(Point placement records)
+++
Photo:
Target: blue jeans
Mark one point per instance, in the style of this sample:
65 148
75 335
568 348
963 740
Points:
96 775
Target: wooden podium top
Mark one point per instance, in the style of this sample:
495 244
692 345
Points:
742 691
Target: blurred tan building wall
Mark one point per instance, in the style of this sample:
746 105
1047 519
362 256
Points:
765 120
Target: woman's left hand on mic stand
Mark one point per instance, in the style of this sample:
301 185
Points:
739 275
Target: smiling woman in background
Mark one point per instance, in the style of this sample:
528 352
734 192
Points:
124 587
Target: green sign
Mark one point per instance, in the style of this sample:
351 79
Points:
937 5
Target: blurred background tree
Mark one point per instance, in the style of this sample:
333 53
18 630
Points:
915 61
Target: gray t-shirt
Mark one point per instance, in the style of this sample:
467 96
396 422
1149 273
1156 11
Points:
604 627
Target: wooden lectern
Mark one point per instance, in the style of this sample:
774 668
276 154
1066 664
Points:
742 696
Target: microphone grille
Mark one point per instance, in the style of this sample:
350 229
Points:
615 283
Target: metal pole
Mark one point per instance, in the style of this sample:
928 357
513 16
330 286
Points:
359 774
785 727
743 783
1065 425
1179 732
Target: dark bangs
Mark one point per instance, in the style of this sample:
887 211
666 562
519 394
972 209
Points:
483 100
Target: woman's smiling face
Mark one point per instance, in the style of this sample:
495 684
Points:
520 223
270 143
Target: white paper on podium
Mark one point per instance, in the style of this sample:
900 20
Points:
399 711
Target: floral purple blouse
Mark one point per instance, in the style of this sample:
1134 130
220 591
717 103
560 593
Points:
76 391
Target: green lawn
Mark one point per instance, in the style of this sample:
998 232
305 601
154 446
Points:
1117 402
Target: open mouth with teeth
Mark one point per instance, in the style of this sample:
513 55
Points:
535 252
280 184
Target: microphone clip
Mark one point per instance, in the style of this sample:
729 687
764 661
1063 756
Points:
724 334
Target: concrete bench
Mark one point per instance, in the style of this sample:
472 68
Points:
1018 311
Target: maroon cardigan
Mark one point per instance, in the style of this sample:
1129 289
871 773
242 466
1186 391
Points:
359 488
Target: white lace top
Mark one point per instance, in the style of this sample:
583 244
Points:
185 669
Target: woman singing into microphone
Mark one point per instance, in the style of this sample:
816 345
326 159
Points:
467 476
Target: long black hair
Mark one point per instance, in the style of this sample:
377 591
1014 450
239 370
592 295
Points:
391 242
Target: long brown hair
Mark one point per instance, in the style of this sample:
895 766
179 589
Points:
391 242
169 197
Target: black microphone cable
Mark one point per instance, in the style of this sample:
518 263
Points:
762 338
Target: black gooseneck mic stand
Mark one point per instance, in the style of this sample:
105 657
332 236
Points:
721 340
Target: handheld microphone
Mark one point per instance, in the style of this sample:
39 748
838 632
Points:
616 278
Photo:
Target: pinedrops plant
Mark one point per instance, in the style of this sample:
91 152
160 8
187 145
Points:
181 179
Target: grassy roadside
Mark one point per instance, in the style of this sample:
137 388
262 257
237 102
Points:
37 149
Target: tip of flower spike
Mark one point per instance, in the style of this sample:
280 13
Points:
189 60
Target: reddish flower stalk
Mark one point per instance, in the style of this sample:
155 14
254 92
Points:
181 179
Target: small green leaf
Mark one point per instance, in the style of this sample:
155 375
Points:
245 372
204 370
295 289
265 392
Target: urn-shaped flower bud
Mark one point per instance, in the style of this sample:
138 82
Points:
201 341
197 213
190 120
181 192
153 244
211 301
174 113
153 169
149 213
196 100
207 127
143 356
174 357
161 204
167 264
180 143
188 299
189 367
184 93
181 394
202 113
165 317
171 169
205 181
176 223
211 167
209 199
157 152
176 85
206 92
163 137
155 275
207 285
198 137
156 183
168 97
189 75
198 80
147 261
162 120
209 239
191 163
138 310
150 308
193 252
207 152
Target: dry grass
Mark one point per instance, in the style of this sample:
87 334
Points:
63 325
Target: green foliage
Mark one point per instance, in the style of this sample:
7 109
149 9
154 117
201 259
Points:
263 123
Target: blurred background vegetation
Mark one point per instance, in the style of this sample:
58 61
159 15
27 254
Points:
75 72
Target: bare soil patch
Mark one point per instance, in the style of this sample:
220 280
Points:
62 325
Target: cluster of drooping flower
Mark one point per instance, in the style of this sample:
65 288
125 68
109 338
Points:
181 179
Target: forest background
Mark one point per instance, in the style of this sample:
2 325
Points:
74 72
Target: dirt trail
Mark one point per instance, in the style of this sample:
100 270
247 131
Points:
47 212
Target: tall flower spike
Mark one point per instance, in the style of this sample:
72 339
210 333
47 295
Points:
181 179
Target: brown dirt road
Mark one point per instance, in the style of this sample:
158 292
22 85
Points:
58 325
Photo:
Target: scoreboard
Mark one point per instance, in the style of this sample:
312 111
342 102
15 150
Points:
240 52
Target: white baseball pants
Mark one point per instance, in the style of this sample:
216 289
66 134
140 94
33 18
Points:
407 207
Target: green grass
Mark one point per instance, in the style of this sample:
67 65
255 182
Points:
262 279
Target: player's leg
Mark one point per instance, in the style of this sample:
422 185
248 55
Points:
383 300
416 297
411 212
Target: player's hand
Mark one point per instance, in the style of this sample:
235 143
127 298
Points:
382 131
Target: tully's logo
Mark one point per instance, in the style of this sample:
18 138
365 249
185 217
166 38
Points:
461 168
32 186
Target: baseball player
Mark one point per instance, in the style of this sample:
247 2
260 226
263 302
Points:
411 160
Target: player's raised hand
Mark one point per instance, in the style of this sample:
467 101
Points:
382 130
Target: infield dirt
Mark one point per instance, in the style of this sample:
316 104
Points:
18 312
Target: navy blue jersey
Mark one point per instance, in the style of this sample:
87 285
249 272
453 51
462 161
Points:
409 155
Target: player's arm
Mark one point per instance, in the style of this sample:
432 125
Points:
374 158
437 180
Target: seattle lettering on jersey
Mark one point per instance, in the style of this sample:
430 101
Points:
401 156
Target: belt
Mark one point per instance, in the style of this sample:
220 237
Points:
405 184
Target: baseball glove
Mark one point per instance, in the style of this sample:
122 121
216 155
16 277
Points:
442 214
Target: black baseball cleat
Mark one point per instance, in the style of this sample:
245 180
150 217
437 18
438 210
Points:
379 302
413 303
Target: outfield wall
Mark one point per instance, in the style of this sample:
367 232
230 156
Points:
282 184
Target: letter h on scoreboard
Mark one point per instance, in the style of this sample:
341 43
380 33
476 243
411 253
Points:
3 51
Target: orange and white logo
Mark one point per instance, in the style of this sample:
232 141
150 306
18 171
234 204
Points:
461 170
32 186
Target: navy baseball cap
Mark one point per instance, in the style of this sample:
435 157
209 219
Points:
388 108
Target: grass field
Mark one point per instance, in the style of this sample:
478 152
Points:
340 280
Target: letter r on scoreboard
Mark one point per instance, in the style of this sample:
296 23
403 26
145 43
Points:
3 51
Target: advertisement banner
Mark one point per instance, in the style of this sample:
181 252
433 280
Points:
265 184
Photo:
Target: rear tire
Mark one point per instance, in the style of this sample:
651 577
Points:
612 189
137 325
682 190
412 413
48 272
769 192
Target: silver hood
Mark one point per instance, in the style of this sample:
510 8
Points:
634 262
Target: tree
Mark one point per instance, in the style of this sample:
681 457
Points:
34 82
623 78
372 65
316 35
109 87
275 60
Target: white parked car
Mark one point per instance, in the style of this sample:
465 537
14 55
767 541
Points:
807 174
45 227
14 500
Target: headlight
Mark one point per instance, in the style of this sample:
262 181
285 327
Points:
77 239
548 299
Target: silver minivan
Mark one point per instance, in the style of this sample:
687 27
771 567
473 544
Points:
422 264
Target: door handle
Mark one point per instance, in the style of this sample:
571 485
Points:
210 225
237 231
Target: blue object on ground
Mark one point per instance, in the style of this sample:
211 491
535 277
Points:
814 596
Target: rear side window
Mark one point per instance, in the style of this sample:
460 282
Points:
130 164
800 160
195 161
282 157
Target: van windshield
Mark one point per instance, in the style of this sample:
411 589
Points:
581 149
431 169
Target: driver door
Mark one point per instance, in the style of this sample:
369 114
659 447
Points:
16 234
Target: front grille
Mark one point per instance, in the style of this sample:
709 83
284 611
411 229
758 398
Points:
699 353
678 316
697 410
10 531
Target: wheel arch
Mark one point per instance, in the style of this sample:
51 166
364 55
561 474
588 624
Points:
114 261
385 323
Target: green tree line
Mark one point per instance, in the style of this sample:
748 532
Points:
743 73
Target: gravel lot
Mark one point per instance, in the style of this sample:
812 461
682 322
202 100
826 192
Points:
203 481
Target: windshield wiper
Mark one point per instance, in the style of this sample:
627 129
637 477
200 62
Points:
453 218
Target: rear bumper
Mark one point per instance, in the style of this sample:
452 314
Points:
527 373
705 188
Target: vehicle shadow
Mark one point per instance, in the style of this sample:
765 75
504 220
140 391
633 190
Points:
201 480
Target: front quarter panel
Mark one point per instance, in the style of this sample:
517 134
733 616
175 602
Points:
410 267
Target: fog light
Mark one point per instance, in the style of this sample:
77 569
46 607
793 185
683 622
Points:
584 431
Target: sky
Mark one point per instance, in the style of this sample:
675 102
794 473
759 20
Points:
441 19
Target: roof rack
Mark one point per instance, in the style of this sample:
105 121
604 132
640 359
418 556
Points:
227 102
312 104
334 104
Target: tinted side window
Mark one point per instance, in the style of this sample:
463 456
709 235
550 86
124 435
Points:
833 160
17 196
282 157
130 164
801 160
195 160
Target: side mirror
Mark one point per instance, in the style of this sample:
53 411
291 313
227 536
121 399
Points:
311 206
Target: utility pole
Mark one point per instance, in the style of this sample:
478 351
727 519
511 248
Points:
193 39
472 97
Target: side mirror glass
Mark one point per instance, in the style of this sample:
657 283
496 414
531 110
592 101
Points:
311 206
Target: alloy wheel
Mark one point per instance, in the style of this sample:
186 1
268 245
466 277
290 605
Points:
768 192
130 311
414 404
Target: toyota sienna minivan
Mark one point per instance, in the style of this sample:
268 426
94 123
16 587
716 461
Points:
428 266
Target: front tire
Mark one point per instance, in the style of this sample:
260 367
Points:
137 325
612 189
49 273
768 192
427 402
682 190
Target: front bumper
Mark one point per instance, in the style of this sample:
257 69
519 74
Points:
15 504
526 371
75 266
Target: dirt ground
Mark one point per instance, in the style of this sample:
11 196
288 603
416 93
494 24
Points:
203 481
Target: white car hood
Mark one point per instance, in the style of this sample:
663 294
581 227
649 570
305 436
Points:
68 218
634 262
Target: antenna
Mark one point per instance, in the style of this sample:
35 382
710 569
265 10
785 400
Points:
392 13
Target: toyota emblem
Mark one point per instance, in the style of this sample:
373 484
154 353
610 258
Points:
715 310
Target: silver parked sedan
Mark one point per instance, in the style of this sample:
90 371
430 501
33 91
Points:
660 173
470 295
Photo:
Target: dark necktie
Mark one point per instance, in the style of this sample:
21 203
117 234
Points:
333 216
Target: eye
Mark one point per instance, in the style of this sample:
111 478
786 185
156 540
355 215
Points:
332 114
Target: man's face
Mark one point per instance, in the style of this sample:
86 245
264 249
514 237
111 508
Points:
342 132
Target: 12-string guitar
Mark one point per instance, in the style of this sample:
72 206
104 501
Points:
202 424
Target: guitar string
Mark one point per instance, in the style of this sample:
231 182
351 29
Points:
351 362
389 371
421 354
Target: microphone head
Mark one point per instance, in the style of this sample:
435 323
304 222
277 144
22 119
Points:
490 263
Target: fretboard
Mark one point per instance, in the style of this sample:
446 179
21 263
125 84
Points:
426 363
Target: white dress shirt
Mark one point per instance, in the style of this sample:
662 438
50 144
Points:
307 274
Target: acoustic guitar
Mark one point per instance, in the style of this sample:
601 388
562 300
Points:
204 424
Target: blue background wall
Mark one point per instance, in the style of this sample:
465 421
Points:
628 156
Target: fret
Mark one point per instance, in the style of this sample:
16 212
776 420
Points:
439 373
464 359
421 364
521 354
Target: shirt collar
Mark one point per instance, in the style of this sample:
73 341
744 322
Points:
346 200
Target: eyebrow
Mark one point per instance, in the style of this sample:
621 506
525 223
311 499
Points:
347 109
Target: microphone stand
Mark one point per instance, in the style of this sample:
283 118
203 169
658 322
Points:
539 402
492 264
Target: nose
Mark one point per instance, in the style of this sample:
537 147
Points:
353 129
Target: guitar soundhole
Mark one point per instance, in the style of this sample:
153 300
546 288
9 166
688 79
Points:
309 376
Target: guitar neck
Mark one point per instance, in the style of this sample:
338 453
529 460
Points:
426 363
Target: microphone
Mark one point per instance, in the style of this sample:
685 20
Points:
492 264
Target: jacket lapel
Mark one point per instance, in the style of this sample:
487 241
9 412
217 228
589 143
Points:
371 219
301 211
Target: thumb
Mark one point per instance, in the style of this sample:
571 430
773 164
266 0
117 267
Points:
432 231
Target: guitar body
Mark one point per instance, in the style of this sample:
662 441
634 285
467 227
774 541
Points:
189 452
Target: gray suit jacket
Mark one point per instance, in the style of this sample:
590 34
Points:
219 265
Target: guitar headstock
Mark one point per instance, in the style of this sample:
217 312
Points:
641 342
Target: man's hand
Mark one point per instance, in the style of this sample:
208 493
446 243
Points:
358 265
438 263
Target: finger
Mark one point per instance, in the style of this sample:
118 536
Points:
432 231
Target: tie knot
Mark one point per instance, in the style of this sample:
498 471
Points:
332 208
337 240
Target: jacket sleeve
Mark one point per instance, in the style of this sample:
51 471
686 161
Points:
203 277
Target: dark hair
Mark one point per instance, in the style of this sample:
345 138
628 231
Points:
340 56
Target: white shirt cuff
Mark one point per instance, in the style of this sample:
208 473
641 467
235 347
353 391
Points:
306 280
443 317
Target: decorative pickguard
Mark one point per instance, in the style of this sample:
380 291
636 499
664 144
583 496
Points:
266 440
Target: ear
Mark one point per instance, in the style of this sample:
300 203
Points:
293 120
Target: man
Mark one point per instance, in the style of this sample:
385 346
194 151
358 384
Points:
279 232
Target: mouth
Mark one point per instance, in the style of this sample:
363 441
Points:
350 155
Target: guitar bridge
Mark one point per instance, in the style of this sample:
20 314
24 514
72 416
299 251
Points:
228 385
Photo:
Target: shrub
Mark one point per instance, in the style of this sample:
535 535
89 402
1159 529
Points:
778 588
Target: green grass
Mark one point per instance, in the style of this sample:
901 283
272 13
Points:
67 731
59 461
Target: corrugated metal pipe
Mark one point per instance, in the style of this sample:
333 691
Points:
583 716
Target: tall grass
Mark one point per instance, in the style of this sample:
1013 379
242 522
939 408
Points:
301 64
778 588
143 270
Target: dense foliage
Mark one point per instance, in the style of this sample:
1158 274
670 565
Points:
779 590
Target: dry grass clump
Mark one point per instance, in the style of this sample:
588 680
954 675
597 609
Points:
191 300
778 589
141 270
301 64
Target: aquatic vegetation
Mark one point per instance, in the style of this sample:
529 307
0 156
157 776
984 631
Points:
+++
Given problem> Keep only the lines from the one containing "Target: guitar bridge" to the end of the entries, and repeat them exactly.

Problem solution>
Target: guitar bridge
Mark one point per instance, in the style of this sample:
20 314
24 514
72 416
299 251
Points:
228 385
Photo:
Target: shrub
Mark one point per instance, in the style of this sample:
535 535
89 402
1159 529
Points:
778 588
Target: green grass
Mark one point per instance, in the style of this sample:
901 283
272 13
Points:
67 731
59 461
Target: corrugated metal pipe
Mark one point per instance, in the style of this sample:
333 691
Points:
583 716
Target: tall grass
Mark one point per instance, in the style of this sample:
1013 379
242 522
939 408
Points:
301 64
778 588
143 270
Target: dense foliage
Mark one point per instance, in the style of this sample:
1158 274
670 565
Points:
779 590
Target: dry grass clump
Mark one point per instance, in the style of this sample:
588 680
954 675
597 609
Points:
191 300
778 589
141 270
301 64
Target: aquatic vegetation
Mark one point per instance, in the style of this sample:
529 307
0 156
157 776
984 631
Points:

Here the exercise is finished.